::: Data provided
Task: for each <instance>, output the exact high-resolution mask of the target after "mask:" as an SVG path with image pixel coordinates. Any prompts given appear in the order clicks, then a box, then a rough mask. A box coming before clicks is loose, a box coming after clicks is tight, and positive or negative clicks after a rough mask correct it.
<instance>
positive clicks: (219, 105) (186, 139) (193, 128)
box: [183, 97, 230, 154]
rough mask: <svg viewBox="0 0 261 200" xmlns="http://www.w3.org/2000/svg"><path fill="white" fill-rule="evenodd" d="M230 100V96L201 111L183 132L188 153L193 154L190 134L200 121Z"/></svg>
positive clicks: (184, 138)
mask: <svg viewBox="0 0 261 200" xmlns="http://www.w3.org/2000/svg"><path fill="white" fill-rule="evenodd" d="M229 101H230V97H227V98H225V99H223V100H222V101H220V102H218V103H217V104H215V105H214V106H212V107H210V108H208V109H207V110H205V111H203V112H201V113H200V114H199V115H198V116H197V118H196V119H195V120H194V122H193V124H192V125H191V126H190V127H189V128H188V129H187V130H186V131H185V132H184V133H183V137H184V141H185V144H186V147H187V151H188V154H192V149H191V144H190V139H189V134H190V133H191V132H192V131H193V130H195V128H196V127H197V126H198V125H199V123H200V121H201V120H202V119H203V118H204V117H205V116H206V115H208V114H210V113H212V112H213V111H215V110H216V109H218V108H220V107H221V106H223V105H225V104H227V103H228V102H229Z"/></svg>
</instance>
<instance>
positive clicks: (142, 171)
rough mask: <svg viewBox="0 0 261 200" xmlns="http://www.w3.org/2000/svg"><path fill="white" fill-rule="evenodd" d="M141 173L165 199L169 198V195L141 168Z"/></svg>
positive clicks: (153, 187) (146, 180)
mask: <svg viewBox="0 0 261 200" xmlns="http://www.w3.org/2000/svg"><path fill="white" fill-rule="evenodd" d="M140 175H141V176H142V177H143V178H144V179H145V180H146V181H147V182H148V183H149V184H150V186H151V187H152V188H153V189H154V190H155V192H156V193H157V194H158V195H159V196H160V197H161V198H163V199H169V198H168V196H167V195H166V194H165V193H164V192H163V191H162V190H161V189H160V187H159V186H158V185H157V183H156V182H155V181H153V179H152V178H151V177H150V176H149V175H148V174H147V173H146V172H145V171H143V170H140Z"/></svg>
::::::
**Your task**
Return a copy of each line in the entries that carries the string "rough".

**Answer space**
Task: for each <instance>, output the exact high-resolution mask of the target after "mask:" as an SVG path with image pixel coordinates. Any prompts given appear in the order clicks, then a box, then a rough mask. A box coming before clicks is loose, a box coming after clicks is tight, and positive or negative clicks after a rough mask correct it.
rough mask: <svg viewBox="0 0 261 200" xmlns="http://www.w3.org/2000/svg"><path fill="white" fill-rule="evenodd" d="M230 100V96L201 111L183 132L188 153L193 154L190 134L200 121Z"/></svg>
rough mask: <svg viewBox="0 0 261 200" xmlns="http://www.w3.org/2000/svg"><path fill="white" fill-rule="evenodd" d="M141 173L165 199L169 198V195L141 168Z"/></svg>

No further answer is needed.